§ Objectif énoncé a:
Indiquez combien de lignes des enregistrements contiennent la chaîne « concrete ». Donnez uniquement le nombre.

§ Texte de lecture:
⟨

Cela est singulièrement vrai pour l’Afrique où la gouvernance, quel que soit l’angle sous lequel on l’envisage aujourd’hui, reste encore marquée par des pesanteurs centrifuges dont, entre autres, l’incivisme, le tribalisme, le régionalisme, etc.

Un visionnaire comme Béchir Ben Yahmed du journal « Jeune Afrique » voyait déjà en cela, il y a une vingtaine d’années, une des principales menaces pour le développement de l’Afrique. Il avait fort heureusement noté, au sujet du Burkina Faso, que c’était le seul pays africain où il n’y a pas le Nord et le Sud.

Ecartelé au moins deux fois dans son histoire entre ses voisins, le pays des « hommes intègres » a malgré tout pu construire son unité par la grandeur d’esprit de ses dirigeants et des différentes nationalités qui le composent, ayant tous tôt compris que les fibres tribales ou ethno-centriques étaient de véritables incendiaires pour la consolidation de la cohésion des nations.

En illustration, il a suffi à feu Joseph Ouédrago d’appeler en 1978 à voter enfin un Mossi pour que la majorité des voix de son propre groupe ethnique se reportât sur feu Général Sangoulé Lamizana.

Pour revenir au cas kenyan, on ne peut que s’offusquer de la maladresse du Président Mwai Kibaki qui n’a même pas mis la manière dans son escroquerie électorale. L’on a ici juste évité de laisser voir - comme au Togo - des militaires déambulant dans la rue avec des urnes, ou au Niger où ceux-ci ont procédé à un hold-up électoral en règle, pour commettre leur forfait en faveur d’un potentat qui croit à tout sauf à la démocratie.

Les afro-pessimistes n’ont pas toujours tort

La démesure du dirigeant kenyan réside incontestablement dans le fait que, une fois le stratagème découvert, il n’ait pas eu assez d’intelligence pour rechercher un compromis qui aurait consisté à admettre les lacunes qui ont entaché le scrutin, et à laisser entrevoir l’éventualité de sa reprise.

Le reste aurait consisté en des tractations souterraines, mais qui auraient eu sans doute le mérite d’épargner au pays une crise dont personne ne peut prévoir l’issue. L’on accuse, du reste à tort, les médias d’avoir été à l’origine de l’amplification de la tragédie.

De quelle morale relève donc la politique lorsque, conscient d’une erreur patente, l’on s’entête jusqu’à mettre en péril l’unité d’un pays et de milliers de vies humaines ? En attendant, Kofi Annan y est en embuscade, hésitant sur la formule adéquate à suggérer pour mettre un terme au drame fratricide kenyan.

⟩

§ Objectif énoncé b:
Les affirmations suivantes concordent-elles avec le texte de lecture ? Pour chacune, répondez par oui ou par non et citez les mots du texte qui tranchent.
(i) Béchir Ben Yahmed a relevé que le Burkina Faso était le seul pays africain sans Nord ni Sud.
(ii) L'auteur estime que les médias ont bien été à l'origine de l'amplification de la tragédie.
(iii) Kofi Annan a déjà proposé une formule pour mettre fin au drame kenyan.

§ Enregistrements à traiter:

⟨

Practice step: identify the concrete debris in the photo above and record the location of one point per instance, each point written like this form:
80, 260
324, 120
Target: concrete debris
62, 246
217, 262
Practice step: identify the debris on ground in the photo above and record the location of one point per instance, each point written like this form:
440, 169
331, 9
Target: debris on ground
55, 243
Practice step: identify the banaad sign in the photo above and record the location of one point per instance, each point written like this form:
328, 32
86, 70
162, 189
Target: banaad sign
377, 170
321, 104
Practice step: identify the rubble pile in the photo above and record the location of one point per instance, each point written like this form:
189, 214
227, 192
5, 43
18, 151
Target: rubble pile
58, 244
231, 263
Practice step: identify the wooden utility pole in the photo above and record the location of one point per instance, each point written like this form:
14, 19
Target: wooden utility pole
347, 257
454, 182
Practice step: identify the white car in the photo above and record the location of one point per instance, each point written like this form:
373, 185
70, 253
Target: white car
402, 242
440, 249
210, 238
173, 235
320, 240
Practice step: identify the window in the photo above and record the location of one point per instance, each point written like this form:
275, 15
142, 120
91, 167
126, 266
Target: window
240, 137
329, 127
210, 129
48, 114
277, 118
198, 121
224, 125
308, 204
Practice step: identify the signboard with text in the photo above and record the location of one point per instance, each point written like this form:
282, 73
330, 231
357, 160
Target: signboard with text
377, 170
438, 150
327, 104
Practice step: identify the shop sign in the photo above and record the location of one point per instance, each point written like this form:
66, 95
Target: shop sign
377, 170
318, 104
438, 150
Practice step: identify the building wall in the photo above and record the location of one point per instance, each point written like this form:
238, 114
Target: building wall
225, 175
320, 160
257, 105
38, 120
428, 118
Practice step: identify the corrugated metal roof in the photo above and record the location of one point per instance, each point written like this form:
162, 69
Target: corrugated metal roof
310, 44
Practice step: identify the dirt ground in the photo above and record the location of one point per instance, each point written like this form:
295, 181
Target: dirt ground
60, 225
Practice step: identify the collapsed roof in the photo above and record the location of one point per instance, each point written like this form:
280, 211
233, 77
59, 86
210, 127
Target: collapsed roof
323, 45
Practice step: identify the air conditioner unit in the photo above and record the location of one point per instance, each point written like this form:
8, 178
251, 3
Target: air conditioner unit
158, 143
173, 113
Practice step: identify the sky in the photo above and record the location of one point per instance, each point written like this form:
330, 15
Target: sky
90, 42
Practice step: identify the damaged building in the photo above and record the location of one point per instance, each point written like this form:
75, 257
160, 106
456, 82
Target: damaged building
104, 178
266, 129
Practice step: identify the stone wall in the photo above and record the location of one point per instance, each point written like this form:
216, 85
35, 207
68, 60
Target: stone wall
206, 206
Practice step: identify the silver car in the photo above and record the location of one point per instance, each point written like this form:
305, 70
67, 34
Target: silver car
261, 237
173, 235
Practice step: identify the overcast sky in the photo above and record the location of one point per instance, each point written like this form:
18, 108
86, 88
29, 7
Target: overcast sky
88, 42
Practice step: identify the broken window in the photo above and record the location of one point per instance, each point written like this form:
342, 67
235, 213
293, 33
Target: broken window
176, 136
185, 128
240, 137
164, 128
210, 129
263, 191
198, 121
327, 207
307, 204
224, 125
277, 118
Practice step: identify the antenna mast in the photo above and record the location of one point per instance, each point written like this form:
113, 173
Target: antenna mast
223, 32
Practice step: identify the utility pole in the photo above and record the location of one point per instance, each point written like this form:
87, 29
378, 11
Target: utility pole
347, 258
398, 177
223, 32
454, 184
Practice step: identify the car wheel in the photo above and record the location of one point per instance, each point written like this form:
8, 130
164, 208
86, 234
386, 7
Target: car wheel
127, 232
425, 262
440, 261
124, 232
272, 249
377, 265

⟩
⟨

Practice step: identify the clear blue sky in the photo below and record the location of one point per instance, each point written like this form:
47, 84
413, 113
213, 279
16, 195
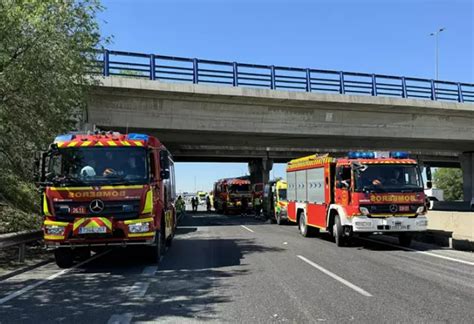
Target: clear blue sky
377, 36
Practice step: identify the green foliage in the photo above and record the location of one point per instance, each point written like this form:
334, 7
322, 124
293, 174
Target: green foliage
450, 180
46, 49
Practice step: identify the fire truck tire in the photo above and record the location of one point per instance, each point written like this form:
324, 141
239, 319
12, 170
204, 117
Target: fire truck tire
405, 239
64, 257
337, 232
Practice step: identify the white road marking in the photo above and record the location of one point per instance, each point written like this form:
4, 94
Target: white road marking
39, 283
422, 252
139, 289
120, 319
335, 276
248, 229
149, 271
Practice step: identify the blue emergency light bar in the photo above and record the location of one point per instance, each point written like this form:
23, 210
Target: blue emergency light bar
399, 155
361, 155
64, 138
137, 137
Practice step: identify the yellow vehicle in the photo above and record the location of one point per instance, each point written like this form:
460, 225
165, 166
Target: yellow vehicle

⟩
⟨

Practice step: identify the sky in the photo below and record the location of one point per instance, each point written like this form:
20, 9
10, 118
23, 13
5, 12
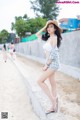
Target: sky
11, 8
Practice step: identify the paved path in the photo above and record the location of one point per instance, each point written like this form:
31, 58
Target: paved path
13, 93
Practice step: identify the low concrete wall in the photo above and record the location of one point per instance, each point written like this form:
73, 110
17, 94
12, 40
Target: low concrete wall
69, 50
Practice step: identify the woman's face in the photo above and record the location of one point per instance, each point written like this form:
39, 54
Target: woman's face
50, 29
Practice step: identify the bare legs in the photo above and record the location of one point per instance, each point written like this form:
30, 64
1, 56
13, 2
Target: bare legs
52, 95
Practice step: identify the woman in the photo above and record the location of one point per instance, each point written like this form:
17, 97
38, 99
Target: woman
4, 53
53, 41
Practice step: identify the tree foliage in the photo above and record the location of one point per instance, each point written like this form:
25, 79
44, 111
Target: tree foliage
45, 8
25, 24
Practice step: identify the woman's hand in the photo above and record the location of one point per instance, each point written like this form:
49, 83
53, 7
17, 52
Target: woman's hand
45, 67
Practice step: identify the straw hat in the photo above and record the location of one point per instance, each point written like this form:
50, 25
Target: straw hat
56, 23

⟩

§ Réponse rédigée a:
4

§ Réponse rédigée b:
(i) Oui : « c’était le seul pays africain où il n’y a pas le Nord et le Sud »
(ii) Non : « L’on accuse, du reste à tort, les médias d’avoir été à l’origine de l’amplification de la tragédie »
(iii) Non : « hésitant sur la formule adéquate à suggérer pour mettre un terme au drame fratricide kenyan »